▸ **Extract to read**
____

# I mean



## Pudsey_Bear (Sep 25, 2008)

Rant alert :!: :!: :!:


Why do people keep saying "I mean" you never read it anywhere, I never use it, & the full phrase if correctly used would be "what I mean is" so irritating.

Rant completed.


----------



## Zebedee (Oct 3, 2007)

Or . . .

I was like, _"How are you today Kev?"_

*I was like*?????????????? Presumably they mean, "*I said* . . . . . "

Dave


----------



## chasper (Apr 20, 2008)

Whatever!!!!


----------



## chilly (Apr 20, 2007)

My personal bugbear is when ordering something, say, in a bar, people say "can I _GET_ a glass of wine" instead of "could I have..."

It's from America apparently:serious:


----------



## erneboy (Feb 8, 2007)

Obvissly. Innit. Awesome. Wicked. Totally. Hence why. I can rest assure you.


----------



## randonneur (Jan 25, 2007)

The other one is: "yes, no" either say no or yes not both.


----------



## GEMMY (Jun 19, 2006)

Yes, yes, yes, no, no, no what I meen loik


tony


----------



## autostratus (May 9, 2005)

The most recent pet hate is " *SO* ". It's getting more prevalent
Maybe you haven't noticed it yet?


----------



## GEMMY (Jun 19, 2006)

Am I bovvered ?


tony


----------



## Zebedee (Oct 3, 2007)

Oh for the days when "Gay" meant "Happy", and you could refer to a "black man" without upsetting a whole raft of do gooders who can't wait to to take offence by proxy!

Rant continues . . . . .

Dave


----------



## listerdiesel (Aug 3, 2012)

My dog as a kid in the 50's was a black 'allsorts' and we called him ******, just like Guy Gibson's in the Dam Busters film, but now you can't use that as it is a derogatory term! It's only derogatory if used in that fashion. 

Robinson's Golliwogs, the list goes on.

Peter


----------



## HarleyDave (Jul 1, 2007)

autostratus said:


> The most recent pet hate is " *SO* ". It's getting more prevalent
> Maybe you haven't noticed it yet?


So, has anyone else noticed people using this irritating opening remark?

Cheers

Dave


----------



## erneboy (Feb 8, 2007)

Zebedee said:


> ................... and you could refer to a "black man" without upsetting a whole raft of do gooders who can't wait to to take offence by proxy!
> 
> Rant continues . . . . .
> 
> Dave


Educate me on that one. I thought we could refer to people as black these days.


----------



## barryd (May 9, 2008)

Ill join in the Rant!

Stop saying "My Bad" WTF did that come from? Let me guess, America?

Here are some more that should be banned.

Touch base
Wait on instead of Wait for
24/7 ARGGHH!
leverage. Pronounced lev-er-ig rather than lee-ver -ig
Shopping cart instead of SHOPPING TROLLEY and while we are at it we do not have Flaming MALLS Either!!!
We have takeaways not "Take Out"
Heads up
Reach out to
You do the math (GRRRR!)
Going forward


The list goes on but I need a lie down now.

____

Stored dataset items
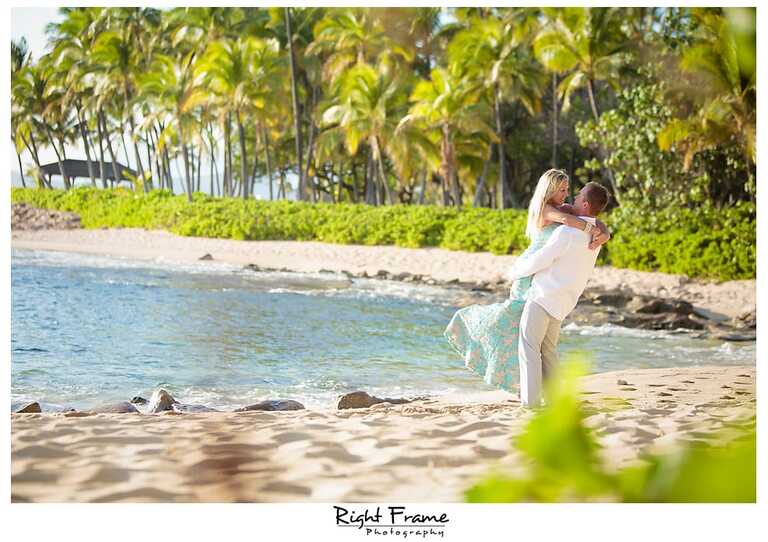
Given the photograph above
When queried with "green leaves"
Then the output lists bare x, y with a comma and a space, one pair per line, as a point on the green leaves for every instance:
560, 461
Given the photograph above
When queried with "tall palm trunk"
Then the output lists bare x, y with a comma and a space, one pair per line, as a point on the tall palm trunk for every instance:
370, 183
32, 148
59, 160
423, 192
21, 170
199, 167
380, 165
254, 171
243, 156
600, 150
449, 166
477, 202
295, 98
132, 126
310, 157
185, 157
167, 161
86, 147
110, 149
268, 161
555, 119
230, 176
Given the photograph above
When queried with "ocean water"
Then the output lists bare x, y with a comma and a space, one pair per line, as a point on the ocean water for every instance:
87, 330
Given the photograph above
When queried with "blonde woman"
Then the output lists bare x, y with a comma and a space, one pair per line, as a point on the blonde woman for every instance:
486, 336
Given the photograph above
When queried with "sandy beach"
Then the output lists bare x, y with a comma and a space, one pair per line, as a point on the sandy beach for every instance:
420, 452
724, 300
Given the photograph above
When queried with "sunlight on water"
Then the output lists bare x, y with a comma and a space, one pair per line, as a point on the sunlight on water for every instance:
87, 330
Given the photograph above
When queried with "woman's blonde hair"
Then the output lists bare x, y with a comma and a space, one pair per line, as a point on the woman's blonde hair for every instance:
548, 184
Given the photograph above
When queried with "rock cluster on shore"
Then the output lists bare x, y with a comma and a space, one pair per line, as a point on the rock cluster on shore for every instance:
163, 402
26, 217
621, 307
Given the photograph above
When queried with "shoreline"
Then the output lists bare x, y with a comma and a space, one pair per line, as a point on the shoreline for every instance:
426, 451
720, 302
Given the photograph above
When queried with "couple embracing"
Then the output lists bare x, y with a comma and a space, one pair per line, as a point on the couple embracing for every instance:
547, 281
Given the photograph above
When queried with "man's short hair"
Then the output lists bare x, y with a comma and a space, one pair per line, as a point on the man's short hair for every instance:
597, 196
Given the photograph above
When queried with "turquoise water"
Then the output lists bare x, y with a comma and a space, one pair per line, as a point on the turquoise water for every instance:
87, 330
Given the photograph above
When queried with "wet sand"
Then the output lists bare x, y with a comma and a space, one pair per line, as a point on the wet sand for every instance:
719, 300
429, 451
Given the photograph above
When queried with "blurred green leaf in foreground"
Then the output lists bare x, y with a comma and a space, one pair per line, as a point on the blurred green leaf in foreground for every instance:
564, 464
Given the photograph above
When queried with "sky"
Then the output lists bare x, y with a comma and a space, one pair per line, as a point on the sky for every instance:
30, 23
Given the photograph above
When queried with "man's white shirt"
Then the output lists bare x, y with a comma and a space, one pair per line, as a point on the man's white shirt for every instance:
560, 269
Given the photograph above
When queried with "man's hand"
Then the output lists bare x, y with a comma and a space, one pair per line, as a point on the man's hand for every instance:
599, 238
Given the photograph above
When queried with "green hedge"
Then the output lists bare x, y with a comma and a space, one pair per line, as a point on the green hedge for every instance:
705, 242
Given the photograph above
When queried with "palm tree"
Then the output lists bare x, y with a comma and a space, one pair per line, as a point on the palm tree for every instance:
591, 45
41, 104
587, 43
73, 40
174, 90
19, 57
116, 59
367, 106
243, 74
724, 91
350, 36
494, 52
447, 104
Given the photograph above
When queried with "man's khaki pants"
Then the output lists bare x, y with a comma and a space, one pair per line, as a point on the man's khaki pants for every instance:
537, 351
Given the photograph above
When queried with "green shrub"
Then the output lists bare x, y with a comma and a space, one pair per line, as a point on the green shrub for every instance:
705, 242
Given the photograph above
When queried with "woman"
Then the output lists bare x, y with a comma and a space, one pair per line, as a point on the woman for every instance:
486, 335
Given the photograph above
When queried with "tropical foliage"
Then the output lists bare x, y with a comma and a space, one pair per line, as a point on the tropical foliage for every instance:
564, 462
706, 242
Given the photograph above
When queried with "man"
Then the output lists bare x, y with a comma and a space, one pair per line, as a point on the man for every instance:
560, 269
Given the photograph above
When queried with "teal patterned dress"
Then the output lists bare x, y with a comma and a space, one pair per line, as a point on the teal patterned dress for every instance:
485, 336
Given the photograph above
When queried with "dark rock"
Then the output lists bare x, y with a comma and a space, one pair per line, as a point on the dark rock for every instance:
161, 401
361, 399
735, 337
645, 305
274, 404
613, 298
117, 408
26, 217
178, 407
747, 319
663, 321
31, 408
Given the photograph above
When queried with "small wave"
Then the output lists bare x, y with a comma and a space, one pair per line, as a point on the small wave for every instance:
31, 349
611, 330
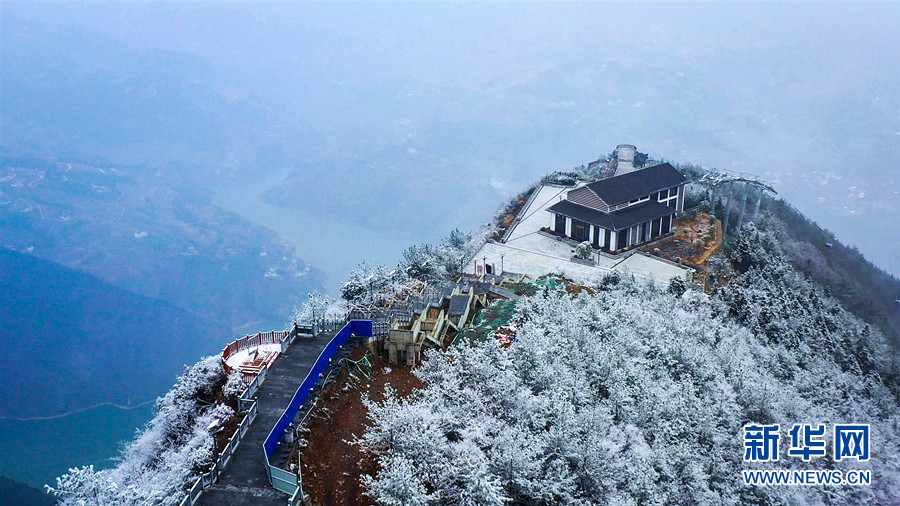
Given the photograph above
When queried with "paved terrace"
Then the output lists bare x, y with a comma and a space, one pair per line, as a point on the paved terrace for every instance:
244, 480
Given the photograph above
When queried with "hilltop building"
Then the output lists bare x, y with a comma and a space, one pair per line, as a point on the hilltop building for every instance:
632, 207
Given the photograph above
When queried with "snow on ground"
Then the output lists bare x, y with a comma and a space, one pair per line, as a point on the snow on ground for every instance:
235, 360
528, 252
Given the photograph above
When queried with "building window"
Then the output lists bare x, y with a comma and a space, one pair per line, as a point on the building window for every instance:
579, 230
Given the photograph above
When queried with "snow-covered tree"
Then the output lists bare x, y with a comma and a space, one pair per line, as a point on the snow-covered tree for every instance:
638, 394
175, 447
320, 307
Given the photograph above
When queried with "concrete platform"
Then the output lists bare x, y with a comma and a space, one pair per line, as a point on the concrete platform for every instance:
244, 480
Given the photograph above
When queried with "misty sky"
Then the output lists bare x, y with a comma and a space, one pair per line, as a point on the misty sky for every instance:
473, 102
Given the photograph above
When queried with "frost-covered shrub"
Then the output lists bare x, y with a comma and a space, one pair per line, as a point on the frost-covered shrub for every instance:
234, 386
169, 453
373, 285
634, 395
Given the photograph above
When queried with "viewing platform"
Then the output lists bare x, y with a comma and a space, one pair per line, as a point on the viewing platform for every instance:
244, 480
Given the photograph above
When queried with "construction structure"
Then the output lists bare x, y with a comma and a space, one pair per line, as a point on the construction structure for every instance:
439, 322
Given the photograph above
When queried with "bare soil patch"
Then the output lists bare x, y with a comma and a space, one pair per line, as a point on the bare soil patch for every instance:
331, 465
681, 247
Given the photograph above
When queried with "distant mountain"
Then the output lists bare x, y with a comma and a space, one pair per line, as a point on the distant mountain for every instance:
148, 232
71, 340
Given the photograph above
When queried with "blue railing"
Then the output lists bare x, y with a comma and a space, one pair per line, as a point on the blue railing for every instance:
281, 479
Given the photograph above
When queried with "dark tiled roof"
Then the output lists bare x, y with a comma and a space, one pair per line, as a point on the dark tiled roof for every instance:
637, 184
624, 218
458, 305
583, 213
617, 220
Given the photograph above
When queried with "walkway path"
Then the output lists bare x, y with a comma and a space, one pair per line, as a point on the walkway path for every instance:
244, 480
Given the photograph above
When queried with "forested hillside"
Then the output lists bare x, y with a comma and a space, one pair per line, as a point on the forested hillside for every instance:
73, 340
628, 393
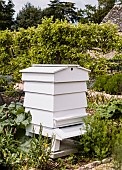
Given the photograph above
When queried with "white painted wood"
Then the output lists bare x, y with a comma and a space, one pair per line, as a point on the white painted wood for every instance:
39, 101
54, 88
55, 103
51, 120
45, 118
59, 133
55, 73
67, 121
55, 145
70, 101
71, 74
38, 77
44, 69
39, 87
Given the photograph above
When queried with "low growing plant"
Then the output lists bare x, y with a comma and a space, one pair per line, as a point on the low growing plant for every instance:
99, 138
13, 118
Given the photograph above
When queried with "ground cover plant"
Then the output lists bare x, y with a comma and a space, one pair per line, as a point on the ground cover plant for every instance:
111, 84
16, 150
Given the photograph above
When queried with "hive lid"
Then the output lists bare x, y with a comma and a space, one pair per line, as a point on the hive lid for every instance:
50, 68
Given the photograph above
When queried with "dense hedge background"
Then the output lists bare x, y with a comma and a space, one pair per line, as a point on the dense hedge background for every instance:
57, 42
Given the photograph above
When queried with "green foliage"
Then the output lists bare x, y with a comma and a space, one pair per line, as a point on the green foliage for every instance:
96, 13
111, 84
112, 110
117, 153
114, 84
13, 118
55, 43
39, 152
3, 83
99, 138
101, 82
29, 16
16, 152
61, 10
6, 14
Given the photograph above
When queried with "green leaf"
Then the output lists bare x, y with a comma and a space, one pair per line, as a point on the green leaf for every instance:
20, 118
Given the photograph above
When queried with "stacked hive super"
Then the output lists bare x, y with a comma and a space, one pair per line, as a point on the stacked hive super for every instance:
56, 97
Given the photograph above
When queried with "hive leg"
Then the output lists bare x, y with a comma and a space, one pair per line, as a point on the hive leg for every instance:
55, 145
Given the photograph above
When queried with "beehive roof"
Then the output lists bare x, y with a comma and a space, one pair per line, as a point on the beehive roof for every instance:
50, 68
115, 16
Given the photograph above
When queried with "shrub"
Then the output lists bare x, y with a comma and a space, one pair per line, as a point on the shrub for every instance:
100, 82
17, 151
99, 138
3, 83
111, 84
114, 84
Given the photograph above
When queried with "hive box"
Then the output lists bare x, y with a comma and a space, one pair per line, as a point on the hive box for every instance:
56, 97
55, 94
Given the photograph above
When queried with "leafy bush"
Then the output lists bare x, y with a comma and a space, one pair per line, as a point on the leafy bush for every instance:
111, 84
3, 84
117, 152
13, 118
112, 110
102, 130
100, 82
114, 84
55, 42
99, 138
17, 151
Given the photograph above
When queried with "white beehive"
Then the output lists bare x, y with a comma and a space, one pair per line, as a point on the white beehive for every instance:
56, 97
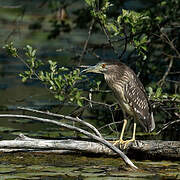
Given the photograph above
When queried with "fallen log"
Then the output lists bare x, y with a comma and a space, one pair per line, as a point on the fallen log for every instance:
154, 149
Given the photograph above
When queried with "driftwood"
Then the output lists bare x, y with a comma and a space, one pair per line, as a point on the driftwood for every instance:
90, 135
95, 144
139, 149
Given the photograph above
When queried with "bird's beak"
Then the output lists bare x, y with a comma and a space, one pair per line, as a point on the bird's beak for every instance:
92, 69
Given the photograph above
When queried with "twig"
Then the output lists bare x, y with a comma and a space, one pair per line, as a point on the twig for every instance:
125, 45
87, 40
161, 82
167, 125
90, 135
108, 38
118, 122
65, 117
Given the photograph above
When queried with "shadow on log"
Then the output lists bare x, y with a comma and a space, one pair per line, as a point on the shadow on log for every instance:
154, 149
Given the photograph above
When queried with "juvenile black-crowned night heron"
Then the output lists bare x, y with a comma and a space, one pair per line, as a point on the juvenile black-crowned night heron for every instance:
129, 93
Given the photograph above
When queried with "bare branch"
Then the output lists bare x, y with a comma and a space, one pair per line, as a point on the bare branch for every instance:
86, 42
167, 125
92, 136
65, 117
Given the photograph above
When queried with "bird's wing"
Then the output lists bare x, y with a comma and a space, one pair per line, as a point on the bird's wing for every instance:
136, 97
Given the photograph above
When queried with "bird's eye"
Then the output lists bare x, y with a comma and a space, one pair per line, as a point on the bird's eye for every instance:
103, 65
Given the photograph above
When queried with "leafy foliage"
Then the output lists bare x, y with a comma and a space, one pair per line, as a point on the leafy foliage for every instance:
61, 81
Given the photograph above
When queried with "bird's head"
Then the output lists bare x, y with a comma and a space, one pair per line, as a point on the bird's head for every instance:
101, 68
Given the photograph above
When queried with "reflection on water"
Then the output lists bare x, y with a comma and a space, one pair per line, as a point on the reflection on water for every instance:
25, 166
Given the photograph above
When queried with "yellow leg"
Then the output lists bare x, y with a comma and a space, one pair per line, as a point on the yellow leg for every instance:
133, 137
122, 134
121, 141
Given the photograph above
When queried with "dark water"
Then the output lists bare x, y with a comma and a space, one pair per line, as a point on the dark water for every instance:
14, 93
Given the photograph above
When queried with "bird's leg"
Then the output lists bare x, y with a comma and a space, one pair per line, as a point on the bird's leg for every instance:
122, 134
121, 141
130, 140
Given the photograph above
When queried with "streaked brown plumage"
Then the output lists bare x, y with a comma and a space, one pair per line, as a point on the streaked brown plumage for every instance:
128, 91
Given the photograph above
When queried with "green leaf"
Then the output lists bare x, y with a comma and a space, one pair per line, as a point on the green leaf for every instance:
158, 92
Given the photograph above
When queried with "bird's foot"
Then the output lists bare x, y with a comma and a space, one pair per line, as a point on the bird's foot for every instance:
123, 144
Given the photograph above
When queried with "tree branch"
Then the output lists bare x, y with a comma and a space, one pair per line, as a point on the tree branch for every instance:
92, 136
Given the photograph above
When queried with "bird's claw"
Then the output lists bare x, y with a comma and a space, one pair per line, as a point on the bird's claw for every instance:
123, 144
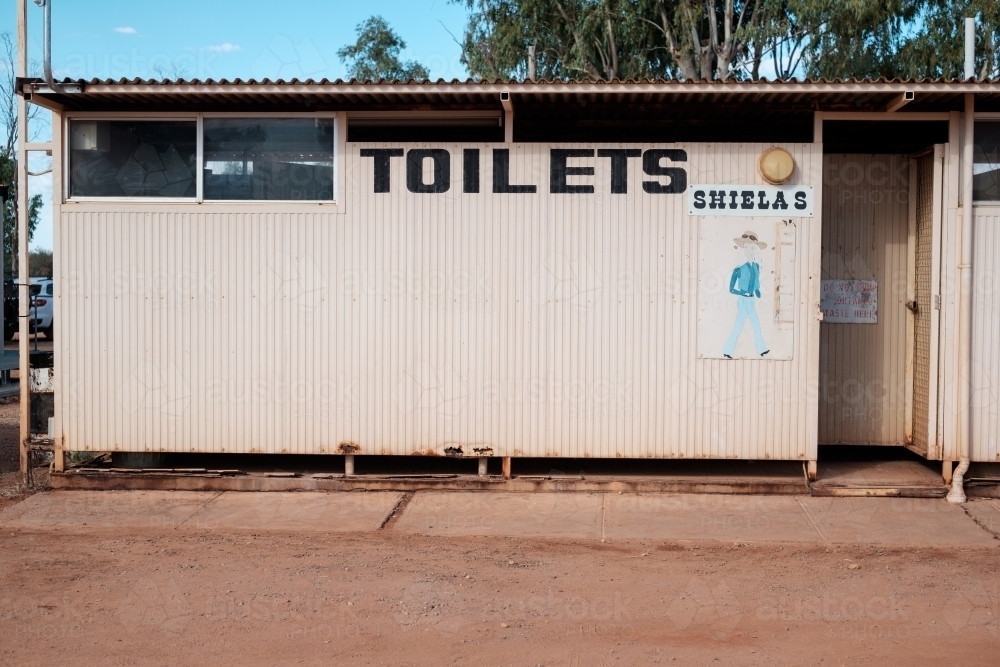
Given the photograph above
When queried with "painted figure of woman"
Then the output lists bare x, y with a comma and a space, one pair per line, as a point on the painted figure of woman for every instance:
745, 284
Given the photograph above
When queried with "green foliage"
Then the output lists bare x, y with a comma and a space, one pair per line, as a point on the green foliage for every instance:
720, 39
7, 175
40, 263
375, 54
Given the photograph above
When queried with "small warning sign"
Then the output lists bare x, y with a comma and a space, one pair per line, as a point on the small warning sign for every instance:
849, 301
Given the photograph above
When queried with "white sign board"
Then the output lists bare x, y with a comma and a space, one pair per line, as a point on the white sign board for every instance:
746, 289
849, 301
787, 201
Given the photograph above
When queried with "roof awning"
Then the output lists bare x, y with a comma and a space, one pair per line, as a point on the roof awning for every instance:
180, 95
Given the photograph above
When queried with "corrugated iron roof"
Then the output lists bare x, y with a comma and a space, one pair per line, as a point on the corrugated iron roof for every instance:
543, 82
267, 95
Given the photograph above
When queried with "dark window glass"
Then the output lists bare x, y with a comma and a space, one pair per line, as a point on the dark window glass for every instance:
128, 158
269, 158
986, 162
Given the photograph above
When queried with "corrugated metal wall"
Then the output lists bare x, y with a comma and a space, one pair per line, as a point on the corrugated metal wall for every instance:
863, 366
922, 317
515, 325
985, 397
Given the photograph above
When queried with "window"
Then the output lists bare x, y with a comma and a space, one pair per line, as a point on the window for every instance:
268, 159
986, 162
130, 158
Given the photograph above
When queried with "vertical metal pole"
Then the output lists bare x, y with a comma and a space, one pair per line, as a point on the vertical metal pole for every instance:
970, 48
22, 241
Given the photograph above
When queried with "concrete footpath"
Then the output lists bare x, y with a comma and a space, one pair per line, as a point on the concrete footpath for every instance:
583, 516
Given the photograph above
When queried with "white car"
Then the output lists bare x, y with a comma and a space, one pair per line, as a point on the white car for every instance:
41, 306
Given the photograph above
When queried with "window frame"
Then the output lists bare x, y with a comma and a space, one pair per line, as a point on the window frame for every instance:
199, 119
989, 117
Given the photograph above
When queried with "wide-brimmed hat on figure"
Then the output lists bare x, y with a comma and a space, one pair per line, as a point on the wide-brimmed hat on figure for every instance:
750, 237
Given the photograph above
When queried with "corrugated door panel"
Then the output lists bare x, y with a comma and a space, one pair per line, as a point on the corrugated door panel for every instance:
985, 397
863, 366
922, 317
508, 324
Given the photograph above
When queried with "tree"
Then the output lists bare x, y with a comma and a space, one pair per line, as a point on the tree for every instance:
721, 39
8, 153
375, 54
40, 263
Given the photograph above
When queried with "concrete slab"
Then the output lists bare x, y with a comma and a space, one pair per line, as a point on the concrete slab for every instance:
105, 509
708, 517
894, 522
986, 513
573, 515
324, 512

____

▸ **Exercise requirements**
1. How would you render this sentence from the forum thread about irritating phrases in Spanish: "So, has anyone else noticed people using this irritating opening remark?"
2. Can you write what comes next in the forum thread about irritating phrases, picking up after its final post?

▸ **Answers to the exercise**
1. Entonces, ¿alguien más ha notado que la gente usa este irritante comentario inicial?

2.
----------



## Pudsey_Bear (Sep 25, 2008)

chilly said:


> My personal bugbear is when ordering something, say, in a bar, people say "can I _GET_ a glass of wine" instead of "could I have..."
> 
> It's from America apparently:serious:


Which should be from the other side of the bar as "can I get you anything sir/madam"


----------



## erneboy (Feb 8, 2007)

People that when it should be people who.

People that drive cars, people that own pets know, people that know. "People that" is just wrong. 

The man that does this or that, the woman that does this or that. No, it's the man who does it and the woman who does it.


----------



## Pudsey_Bear (Sep 25, 2008)

People who say Hi 5 if you have to do this insidious thing then it has to be spontaneous, also fist bumping FCS and again if it's announced first it's stupid, not right keen on all this man hugging and Mwah kissing, shake hands and snog the poor woman >


Zeb I thought "black man" was okay, did some arse move the goalpost yet again.


----------



## Pudsey_Bear (Sep 25, 2008)

Can of worms > I opened one here didn't I  

Should of FFS Should HAVE

You're Joking me :roll:


----------



## cabby (May 14, 2005)

Well kev I have to say you always set a good example.:grin2::grin2:

cabby


----------



## mgdavid (Nov 27, 2014)

Killed instead of Died, for example '117 people were killed when their aircraft crashed in bad weather....'


----------



## Pudsey_Bear (Sep 25, 2008)

cabby said:


> Well kev I have to say you always set a good example.:grin2::grin2:
> 
> cabby


Now don't you go giving me a good rep, I have to maintain a certain style you know.


----------



## erneboy (Feb 8, 2007)

I'm fed up with "fed up of".


----------



## cabby (May 14, 2005)

Oh did I forget to say a good example of what.>>

cabby


----------



## GEMMY (Jun 19, 2006)

It also seems that 90% of people who die were 'heroes' 


tony


----------



## chilly (Apr 20, 2007)

barryd said:


> Stop saying "My Bad" WTF did that come from? Let me guess, America?


Can't say I've heard that one Barry. What's it supposed to mean?


----------



## Zebedee (Oct 3, 2007)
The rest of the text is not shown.